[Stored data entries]
______

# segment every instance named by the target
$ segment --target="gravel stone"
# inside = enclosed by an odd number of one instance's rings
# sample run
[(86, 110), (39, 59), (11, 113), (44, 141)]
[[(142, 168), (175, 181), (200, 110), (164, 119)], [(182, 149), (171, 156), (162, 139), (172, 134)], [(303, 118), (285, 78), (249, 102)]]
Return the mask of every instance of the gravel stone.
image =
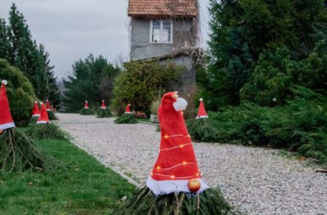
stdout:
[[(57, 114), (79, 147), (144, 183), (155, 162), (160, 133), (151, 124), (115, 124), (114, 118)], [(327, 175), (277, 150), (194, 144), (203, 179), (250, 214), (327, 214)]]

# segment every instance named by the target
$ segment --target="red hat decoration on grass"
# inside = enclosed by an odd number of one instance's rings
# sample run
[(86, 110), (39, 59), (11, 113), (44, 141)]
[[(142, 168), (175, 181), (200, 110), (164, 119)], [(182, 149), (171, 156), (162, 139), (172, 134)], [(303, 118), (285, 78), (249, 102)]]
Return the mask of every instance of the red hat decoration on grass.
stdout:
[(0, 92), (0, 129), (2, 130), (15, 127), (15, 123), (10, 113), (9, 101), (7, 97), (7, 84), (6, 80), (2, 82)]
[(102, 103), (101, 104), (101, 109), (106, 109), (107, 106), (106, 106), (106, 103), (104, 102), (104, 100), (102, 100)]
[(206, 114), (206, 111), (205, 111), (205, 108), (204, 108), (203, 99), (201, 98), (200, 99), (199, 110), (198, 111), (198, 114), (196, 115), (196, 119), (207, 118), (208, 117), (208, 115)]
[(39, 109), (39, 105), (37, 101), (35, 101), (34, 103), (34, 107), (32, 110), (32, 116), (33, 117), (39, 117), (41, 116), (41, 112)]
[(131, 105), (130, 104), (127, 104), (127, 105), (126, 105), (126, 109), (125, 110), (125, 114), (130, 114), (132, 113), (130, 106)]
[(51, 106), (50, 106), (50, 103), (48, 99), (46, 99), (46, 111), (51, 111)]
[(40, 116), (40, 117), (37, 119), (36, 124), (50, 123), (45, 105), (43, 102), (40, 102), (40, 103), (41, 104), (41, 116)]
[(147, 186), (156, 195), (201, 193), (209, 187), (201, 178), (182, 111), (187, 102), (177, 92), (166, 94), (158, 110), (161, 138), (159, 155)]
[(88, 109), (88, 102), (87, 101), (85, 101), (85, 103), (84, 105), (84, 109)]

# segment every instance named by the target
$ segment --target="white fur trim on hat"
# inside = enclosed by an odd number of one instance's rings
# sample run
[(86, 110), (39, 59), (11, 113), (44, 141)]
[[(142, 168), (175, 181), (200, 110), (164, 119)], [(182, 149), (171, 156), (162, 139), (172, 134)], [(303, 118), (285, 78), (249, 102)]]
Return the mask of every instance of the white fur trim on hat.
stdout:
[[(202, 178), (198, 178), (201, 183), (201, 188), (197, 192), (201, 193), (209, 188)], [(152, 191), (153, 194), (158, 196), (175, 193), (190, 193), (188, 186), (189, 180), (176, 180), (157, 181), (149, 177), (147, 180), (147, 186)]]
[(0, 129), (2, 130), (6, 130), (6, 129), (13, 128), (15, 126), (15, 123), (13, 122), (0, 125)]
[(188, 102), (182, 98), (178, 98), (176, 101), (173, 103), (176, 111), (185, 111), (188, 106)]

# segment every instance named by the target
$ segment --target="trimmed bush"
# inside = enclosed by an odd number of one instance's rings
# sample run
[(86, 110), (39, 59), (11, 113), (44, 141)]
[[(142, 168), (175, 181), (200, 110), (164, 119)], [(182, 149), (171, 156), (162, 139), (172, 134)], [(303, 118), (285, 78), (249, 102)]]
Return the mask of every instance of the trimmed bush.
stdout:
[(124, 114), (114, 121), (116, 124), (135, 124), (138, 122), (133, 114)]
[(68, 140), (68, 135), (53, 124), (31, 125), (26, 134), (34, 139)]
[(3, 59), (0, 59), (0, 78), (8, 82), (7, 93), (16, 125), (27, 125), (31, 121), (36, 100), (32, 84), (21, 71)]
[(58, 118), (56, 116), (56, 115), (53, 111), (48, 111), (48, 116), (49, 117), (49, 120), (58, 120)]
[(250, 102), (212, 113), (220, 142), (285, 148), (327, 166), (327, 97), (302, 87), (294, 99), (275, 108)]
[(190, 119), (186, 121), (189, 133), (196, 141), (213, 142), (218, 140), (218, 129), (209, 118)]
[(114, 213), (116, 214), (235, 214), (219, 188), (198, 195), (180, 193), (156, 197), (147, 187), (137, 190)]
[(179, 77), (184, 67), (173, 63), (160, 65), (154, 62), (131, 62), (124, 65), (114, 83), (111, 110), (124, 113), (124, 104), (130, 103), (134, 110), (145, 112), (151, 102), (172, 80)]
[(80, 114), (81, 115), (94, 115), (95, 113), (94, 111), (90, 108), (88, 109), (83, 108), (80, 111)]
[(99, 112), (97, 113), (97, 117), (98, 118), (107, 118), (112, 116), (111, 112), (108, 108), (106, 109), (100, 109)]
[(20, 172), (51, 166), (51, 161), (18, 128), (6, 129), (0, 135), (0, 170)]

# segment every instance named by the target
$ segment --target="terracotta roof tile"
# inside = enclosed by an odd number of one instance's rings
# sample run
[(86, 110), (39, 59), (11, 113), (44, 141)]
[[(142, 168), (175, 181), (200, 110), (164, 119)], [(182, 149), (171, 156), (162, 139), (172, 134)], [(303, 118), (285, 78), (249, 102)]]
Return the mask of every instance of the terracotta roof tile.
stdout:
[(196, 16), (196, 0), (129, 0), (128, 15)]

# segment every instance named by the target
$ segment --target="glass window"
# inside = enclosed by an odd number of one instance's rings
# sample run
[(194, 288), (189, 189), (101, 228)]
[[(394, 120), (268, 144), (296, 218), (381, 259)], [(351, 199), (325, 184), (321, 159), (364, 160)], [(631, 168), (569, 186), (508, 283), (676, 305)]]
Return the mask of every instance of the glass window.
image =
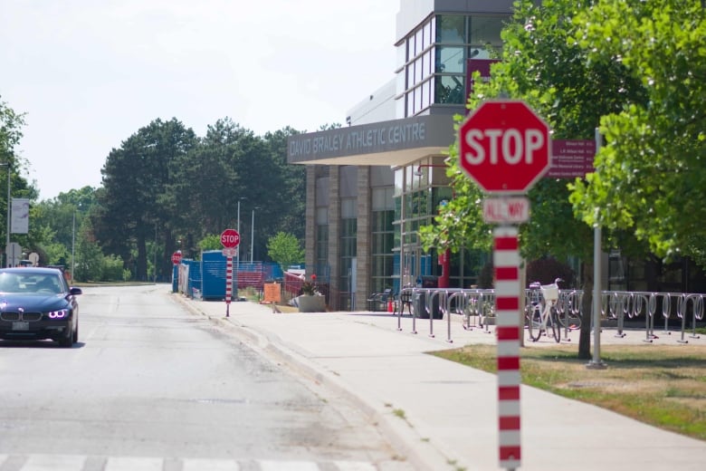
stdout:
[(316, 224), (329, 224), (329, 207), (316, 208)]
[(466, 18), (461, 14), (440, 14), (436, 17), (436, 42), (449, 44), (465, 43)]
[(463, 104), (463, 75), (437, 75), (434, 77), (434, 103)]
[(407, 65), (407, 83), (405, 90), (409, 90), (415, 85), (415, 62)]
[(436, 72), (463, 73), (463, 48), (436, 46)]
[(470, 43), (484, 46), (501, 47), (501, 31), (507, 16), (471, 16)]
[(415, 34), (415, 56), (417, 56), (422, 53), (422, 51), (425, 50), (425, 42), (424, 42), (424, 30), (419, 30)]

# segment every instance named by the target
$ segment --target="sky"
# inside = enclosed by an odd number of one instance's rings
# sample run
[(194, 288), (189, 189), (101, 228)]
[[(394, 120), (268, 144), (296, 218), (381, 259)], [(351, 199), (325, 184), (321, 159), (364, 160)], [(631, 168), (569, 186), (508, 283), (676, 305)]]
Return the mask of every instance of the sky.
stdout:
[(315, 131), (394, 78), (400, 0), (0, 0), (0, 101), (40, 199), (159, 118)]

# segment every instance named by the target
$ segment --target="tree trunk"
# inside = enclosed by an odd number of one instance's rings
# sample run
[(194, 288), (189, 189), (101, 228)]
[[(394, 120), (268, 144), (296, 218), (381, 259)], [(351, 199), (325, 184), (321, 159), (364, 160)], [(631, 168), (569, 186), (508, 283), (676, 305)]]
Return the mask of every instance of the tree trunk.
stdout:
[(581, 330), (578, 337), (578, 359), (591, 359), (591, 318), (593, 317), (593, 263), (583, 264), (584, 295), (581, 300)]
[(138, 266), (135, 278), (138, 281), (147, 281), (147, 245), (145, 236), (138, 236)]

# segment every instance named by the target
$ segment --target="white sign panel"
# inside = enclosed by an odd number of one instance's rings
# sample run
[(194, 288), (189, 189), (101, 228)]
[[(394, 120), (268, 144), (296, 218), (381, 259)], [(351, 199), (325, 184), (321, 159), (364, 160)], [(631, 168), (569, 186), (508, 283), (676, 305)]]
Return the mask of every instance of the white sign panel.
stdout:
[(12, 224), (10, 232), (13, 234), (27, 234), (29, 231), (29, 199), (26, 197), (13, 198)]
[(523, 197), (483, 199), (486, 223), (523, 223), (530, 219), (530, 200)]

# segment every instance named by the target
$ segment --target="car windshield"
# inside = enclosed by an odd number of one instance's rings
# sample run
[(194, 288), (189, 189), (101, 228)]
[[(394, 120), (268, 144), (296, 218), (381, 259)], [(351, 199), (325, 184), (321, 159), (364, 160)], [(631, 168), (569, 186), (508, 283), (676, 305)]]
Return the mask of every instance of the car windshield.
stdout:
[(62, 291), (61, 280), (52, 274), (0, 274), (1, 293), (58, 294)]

______

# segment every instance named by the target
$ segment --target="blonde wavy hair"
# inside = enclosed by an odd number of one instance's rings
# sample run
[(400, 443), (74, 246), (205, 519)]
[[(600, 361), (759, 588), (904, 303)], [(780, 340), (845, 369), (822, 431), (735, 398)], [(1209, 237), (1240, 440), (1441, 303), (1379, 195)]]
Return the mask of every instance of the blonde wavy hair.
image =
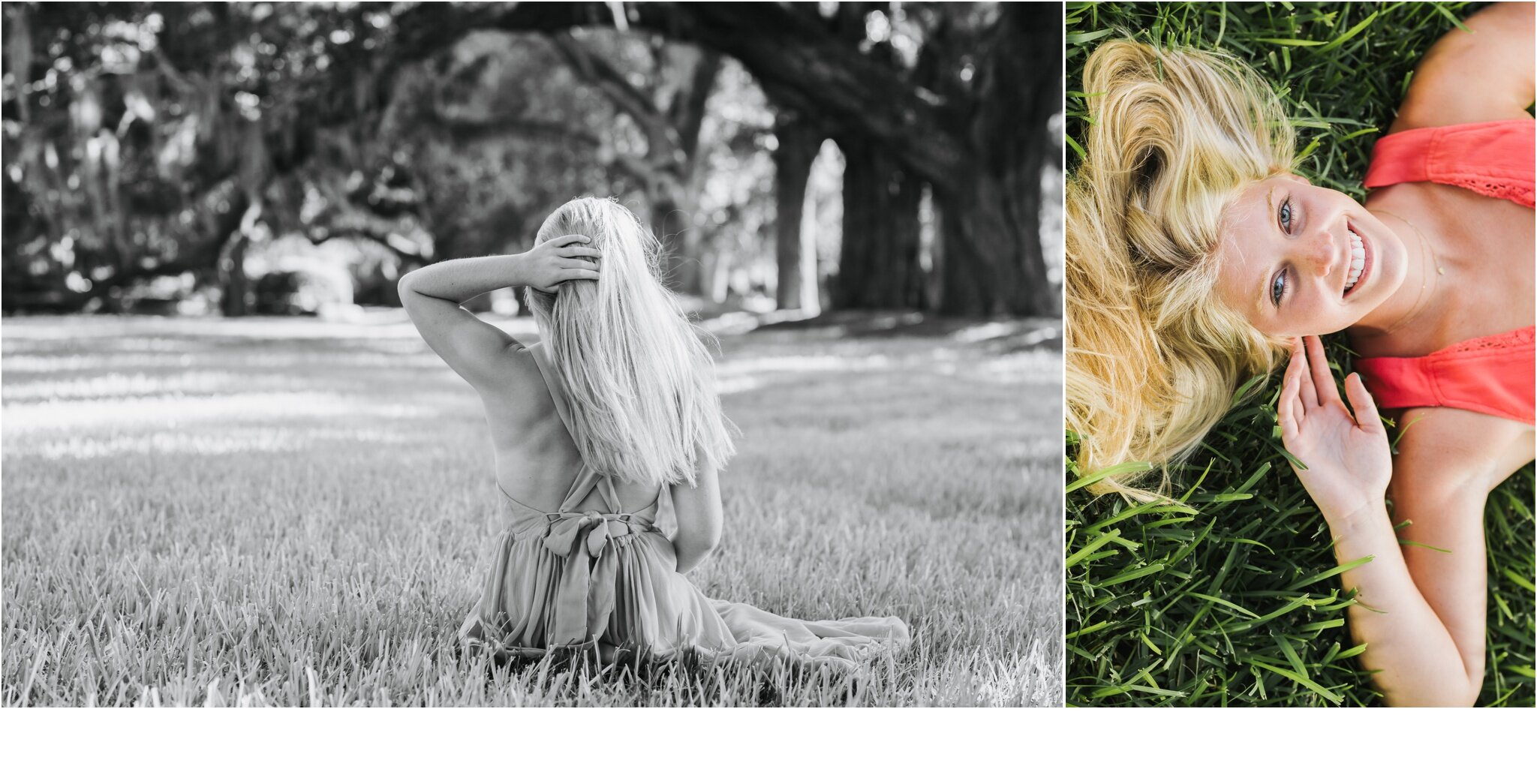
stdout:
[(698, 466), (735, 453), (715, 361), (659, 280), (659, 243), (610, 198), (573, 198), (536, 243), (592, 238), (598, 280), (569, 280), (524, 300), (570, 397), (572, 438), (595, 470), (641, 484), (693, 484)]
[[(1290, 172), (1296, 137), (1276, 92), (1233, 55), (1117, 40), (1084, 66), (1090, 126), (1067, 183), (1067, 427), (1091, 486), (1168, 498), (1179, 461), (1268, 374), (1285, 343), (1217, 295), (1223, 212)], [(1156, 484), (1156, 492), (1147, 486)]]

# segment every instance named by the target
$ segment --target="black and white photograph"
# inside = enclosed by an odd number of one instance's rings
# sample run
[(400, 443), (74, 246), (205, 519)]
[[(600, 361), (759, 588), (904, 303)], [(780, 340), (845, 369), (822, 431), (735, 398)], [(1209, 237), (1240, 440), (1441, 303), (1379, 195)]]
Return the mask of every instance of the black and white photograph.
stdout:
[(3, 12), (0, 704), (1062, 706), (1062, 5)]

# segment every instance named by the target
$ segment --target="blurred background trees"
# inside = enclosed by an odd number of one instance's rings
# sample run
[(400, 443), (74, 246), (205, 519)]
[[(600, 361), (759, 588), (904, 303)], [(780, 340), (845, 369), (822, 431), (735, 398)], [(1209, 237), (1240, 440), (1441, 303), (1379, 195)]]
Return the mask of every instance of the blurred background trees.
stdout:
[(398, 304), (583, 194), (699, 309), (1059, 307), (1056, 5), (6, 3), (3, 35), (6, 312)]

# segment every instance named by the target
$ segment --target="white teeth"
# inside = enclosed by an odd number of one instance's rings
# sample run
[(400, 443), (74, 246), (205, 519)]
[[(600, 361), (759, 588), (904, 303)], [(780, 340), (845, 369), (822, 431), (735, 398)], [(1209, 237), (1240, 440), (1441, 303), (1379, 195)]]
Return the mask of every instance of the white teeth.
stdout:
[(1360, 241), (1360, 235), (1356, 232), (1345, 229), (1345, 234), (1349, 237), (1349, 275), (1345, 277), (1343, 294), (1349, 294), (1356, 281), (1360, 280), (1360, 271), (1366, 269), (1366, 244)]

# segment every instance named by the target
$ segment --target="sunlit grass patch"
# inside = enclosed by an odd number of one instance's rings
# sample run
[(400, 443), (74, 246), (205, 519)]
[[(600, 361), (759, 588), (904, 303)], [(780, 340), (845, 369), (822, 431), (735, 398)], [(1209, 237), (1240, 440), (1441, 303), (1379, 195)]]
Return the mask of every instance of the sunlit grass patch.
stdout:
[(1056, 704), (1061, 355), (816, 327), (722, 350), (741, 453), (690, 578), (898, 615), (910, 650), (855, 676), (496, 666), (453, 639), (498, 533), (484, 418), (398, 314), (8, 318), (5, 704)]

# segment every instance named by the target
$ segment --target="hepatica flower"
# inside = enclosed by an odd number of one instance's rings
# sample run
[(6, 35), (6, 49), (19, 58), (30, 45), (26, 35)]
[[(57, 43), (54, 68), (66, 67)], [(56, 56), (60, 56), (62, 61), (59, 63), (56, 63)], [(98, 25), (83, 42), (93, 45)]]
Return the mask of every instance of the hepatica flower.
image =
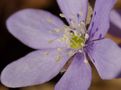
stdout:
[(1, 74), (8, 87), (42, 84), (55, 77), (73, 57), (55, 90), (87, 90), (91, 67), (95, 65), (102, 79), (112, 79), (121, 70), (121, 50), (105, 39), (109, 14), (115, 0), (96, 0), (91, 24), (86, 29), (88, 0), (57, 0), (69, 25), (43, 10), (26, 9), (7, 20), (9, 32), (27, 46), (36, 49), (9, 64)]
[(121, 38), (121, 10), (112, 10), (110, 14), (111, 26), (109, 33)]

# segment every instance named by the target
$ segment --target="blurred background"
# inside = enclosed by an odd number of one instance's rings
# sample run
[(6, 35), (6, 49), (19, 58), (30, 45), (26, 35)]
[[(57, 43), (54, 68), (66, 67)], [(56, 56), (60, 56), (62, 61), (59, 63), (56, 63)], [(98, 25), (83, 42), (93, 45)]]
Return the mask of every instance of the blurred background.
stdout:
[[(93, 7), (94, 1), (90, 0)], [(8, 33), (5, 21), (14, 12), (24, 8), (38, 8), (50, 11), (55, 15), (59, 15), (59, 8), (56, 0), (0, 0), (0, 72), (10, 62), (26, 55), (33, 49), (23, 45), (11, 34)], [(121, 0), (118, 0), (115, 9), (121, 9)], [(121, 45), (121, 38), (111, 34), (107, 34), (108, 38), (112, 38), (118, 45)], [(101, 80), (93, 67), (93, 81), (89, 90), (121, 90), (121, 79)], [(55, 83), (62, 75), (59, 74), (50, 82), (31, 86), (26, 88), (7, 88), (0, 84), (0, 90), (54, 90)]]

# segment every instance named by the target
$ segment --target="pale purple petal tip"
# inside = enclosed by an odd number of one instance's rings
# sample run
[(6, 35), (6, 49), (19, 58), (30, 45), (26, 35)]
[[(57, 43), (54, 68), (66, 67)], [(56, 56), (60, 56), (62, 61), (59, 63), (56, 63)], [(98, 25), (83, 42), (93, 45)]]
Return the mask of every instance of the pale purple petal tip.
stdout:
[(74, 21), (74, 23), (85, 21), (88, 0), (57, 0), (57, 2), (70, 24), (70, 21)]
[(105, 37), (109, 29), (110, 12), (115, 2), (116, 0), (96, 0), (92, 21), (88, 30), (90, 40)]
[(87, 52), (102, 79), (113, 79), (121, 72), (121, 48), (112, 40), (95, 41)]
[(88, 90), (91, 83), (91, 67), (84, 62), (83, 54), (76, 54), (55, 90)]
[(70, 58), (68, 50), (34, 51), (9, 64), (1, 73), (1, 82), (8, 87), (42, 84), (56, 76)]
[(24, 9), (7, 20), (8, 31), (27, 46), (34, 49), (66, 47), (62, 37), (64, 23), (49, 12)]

______

> **What the task asks**
Pull out every line in the rows above that contains the word "window", and list each one on its own line.

> **Full response**
$ segment --target="glass window"
Return the mask of every instance of the glass window.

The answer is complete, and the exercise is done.